▸ **DO THIS**:
Lay out all of the rows below as a Markdown table with two columns, n for the line number and Line for the text of that line. Leave out any blank lines.
::: PROVIDED MATERIAL
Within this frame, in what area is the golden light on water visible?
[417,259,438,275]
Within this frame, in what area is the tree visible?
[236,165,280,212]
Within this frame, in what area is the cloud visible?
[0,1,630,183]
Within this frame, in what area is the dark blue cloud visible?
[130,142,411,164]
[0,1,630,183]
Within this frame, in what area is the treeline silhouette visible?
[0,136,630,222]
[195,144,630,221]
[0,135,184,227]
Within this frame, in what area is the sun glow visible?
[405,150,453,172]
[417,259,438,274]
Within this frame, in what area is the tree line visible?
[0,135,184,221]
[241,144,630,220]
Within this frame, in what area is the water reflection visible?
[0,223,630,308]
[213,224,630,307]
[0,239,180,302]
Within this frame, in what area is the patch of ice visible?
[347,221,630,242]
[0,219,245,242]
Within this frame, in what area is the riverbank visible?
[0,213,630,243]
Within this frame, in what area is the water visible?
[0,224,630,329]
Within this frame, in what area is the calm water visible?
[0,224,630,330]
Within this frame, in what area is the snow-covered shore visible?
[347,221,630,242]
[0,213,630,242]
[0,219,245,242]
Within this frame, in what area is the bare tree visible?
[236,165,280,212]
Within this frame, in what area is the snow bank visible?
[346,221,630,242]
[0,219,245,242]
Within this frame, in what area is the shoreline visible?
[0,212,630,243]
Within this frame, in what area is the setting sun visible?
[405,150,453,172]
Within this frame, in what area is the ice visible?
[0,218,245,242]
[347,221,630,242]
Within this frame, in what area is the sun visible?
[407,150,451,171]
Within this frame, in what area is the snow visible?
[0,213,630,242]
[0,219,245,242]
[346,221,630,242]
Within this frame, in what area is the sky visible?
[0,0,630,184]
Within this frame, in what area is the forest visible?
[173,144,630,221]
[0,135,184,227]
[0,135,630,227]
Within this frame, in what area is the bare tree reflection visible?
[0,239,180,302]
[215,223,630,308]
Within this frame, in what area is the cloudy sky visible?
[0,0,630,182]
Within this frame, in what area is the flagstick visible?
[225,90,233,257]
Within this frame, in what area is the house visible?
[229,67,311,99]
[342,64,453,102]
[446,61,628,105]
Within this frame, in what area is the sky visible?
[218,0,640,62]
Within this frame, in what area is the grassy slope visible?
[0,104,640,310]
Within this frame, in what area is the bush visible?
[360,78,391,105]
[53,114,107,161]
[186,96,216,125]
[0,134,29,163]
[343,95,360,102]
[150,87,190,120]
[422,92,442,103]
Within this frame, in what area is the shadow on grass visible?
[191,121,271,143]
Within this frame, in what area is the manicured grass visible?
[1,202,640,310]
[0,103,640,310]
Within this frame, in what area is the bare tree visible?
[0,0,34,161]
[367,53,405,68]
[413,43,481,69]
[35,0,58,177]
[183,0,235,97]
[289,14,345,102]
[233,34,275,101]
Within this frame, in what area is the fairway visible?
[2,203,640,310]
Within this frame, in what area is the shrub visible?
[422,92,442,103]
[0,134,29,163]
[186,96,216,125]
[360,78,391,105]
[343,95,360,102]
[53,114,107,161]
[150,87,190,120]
::::::
▸ **FULL RESPONSE**:
| n | Line |
|---|---|
| 1 | Within this frame, in what area is the golden light on water visible? |
| 2 | [417,259,438,275] |
| 3 | Within this frame, in what area is the tree visible? |
| 4 | [236,165,280,212] |
| 5 | Within this frame, in what area is the cloud visible? |
| 6 | [0,1,630,183] |
| 7 | Within this frame, in what area is the dark blue cloud visible? |
| 8 | [130,142,411,164] |
| 9 | [0,1,630,183] |
| 10 | Within this frame, in what area is the treeline silhouette visible? |
| 11 | [0,136,630,222] |
| 12 | [195,144,630,221] |
| 13 | [0,135,184,227] |
| 14 | Within this frame, in what area is the sun glow visible? |
| 15 | [405,150,453,172] |
| 16 | [417,259,438,274] |
| 17 | Within this frame, in what area is the tree line visible? |
| 18 | [0,135,184,221] |
| 19 | [241,144,630,220] |
| 20 | Within this frame, in what area is the water reflection visible? |
| 21 | [0,223,630,308] |
| 22 | [213,224,630,307] |
| 23 | [0,239,180,302] |
| 24 | Within this frame, in what area is the patch of ice visible? |
| 25 | [347,221,630,242] |
| 26 | [0,219,245,242] |
| 27 | Within this frame, in what area is the riverbank visible? |
| 28 | [0,213,630,243] |
| 29 | Within this frame, in what area is the water visible? |
| 30 | [0,224,630,329] |
| 31 | Within this frame, in what area is the calm water visible? |
| 32 | [0,224,630,330] |
| 33 | Within this frame, in what area is the snow-covered shore visible? |
| 34 | [347,221,630,242] |
| 35 | [0,213,630,242] |
| 36 | [0,219,245,242] |
| 37 | Within this frame, in what area is the bare tree visible? |
| 38 | [236,165,280,212] |
| 39 | Within this frame, in what area is the snow bank visible? |
| 40 | [346,221,630,242] |
| 41 | [0,219,245,242] |
| 42 | Within this frame, in what area is the shoreline visible? |
| 43 | [0,212,630,243] |
| 44 | Within this frame, in what area is the setting sun visible? |
| 45 | [405,150,453,172] |
| 46 | Within this frame, in what area is the ice visible? |
| 47 | [0,218,245,242] |
| 48 | [347,221,630,242] |
| 49 | Within this frame, in what area is the sun visible? |
| 50 | [407,150,451,171] |
| 51 | Within this frame, in what area is the snow visible? |
| 52 | [0,213,630,242] |
| 53 | [0,219,245,242] |
| 54 | [346,221,630,242] |
| 55 | Within this frame, in what area is the sky visible? |
| 56 | [0,0,630,184] |
| 57 | Within this frame, in what area is the forest visible? |
| 58 | [173,144,630,221] |
| 59 | [0,135,184,227] |
| 60 | [0,135,630,227] |
| 61 | Within this frame, in what area is the bare tree reflection visible? |
| 62 | [0,239,180,302] |
| 63 | [215,223,630,308] |
| 64 | Within this frame, in what area is the cloudy sky visible? |
| 65 | [0,0,630,182] |
| 66 | Within this frame, in what area is the flagstick visible? |
| 67 | [225,90,233,257] |
| 68 | Within this frame, in what area is the house visible? |
| 69 | [229,67,311,99] |
| 70 | [342,64,453,102] |
| 71 | [446,61,628,105] |
| 72 | Within this frame, in what area is the sky visible? |
| 73 | [218,0,640,62] |
| 74 | Within this frame, in what area is the grassy slope visible? |
| 75 | [0,104,640,310] |
| 76 | Within this frame, in what area is the bush visible? |
| 77 | [360,78,391,105] |
| 78 | [53,114,107,161] |
| 79 | [186,96,216,125] |
| 80 | [0,134,29,163] |
| 81 | [343,95,360,102] |
| 82 | [150,87,190,120] |
| 83 | [422,92,442,103] |
| 84 | Within this frame, in what area is the shadow on grass visible? |
| 85 | [191,121,271,143] |
| 86 | Within this frame, in what area is the manicured grass visible? |
| 87 | [1,202,640,310] |
| 88 | [0,103,640,310] |
| 89 | Within this frame, in what area is the bare tree visible? |
| 90 | [0,0,34,161] |
| 91 | [367,53,405,68] |
| 92 | [413,43,481,69] |
| 93 | [35,0,58,177] |
| 94 | [183,0,235,97] |
| 95 | [289,14,345,102] |
| 96 | [233,34,275,101] |
| 97 | Within this frame, in what area is the fairway visible? |
| 98 | [2,203,640,310] |
| 99 | Within this frame, in what area is the shrub visible? |
| 100 | [422,92,442,103] |
| 101 | [0,134,29,163] |
| 102 | [186,96,216,125] |
| 103 | [360,78,391,105] |
| 104 | [343,95,360,102] |
| 105 | [53,114,107,161] |
| 106 | [150,87,190,120] |